EXERCISE DATA:
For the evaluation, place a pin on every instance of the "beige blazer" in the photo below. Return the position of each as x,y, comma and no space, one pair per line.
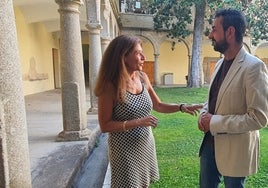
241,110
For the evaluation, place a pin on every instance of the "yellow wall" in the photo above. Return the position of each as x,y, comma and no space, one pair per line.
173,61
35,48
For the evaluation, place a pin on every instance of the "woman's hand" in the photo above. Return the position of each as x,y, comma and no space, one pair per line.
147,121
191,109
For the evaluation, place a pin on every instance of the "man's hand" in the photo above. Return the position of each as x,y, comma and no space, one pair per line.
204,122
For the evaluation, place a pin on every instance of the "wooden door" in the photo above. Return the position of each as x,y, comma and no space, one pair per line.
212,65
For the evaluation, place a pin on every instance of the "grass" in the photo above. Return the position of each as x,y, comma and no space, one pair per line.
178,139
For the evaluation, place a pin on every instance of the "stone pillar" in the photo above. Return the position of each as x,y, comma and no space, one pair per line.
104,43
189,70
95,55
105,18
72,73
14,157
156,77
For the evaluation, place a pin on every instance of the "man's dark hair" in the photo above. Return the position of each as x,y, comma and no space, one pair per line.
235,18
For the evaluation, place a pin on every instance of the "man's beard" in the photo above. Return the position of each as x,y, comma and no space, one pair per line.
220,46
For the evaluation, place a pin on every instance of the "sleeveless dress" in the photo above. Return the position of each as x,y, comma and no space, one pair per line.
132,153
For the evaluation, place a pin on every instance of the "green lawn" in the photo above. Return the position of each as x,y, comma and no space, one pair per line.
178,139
...
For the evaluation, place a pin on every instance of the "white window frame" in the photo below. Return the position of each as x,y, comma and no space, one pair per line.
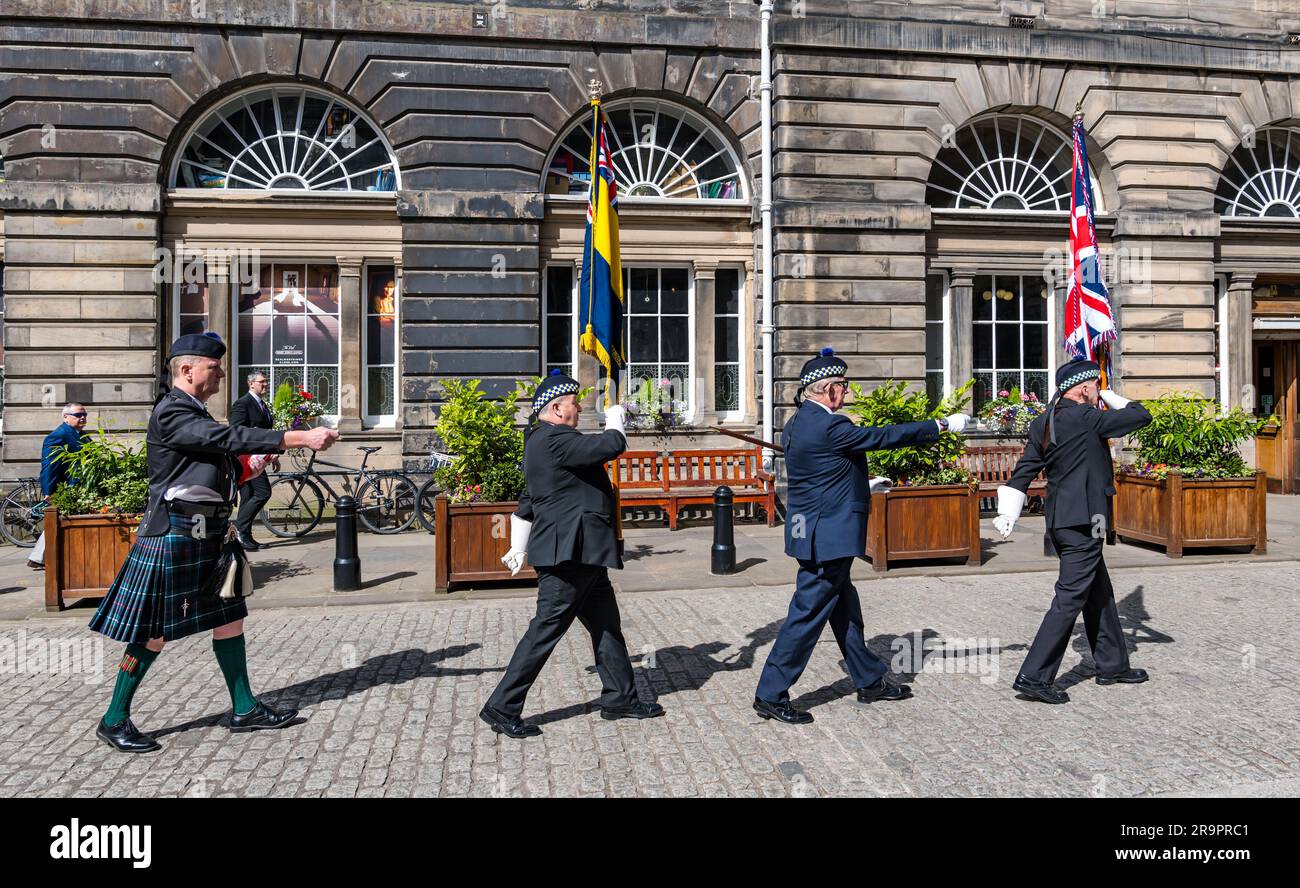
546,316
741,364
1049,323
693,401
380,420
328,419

STATED EXERCISE:
Find every line of the items that contains the string "below", matching case exactly, and copy each such line.

WRITTEN SOLUTION:
For the evaluation, place a pin on every instance of the "beige blazer" in the photo below. Return the position of each as x,y, comma and no space, one pair per line.
For the evaluation, place a pin on every instance of the "white window frame" in the photo below. Return the position of each as x,y, comma and no space, one pair per line.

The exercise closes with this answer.